50/50 power-sharing also appeared to be what Jackson was advocating when he spoke about the need for “equity” as promised under Article Three of the Treaty. However he also asserted that democracy was always about “one-person, one-vote”. But if the votes of individuals in one group carry significantly more weight than those in other groups, then that foundational principle is negated. It’s simple maths. And ignoring that, or pretending it’s not a problem, does not make it go away.

Jackson blustered that Māori were “invisible” and simply wanted a seat at the table. But a seat at the table is not the same thing as half the table. And the fact is, that at least in central government, Māori already have a number of highly visible seats at the table. The Māori electorate seats plus MMP have seen to that. It may be a good idea to make similar arrangements for Māori representation at local government level. But lets do it in the same way we do for Parliament – with seat numbers based on proportionality. That will provide visibility and a voice at the table without negating the “one-person, one-vote” principle.

RECORDED INFORMATION →
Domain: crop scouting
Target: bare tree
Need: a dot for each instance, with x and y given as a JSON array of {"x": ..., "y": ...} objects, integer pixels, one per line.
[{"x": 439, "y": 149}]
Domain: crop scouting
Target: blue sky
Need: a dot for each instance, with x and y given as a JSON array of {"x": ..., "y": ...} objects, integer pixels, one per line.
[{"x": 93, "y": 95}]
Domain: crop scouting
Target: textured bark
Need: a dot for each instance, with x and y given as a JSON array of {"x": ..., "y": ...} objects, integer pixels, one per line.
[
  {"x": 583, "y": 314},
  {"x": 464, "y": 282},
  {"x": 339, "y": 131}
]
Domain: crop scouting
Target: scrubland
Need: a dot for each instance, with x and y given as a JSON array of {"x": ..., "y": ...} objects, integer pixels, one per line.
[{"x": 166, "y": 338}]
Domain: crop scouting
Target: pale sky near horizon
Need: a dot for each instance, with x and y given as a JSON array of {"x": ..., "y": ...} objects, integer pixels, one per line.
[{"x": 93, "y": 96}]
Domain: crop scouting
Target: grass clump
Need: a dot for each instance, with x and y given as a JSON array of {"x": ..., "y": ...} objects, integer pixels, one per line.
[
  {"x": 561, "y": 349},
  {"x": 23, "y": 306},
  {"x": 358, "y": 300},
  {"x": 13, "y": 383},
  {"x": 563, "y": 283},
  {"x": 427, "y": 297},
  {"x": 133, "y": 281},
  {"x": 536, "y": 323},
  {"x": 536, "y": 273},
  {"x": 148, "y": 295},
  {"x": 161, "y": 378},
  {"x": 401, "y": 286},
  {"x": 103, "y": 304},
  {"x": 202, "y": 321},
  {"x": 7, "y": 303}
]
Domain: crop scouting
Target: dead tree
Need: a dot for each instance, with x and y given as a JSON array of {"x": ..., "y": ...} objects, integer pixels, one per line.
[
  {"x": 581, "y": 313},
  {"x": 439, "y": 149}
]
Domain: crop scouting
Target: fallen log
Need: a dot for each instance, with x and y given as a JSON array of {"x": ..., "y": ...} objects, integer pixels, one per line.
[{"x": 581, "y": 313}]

TASK REQUIREMENTS →
Reproduce, word for word, the portion of the passage on Māori representation that opens with the words containing "50/50 power-sharing also" and closes with "it go away.".

FULL SOLUTION →
50/50 power-sharing also appeared to be what Jackson was advocating when he spoke about the need for “equity” as promised under Article Three of the Treaty. However he also asserted that democracy was always about “one-person, one-vote”. But if the votes of individuals in one group carry significantly more weight than those in other groups, then that foundational principle is negated. It’s simple maths. And ignoring that, or pretending it’s not a problem, does not make it go away.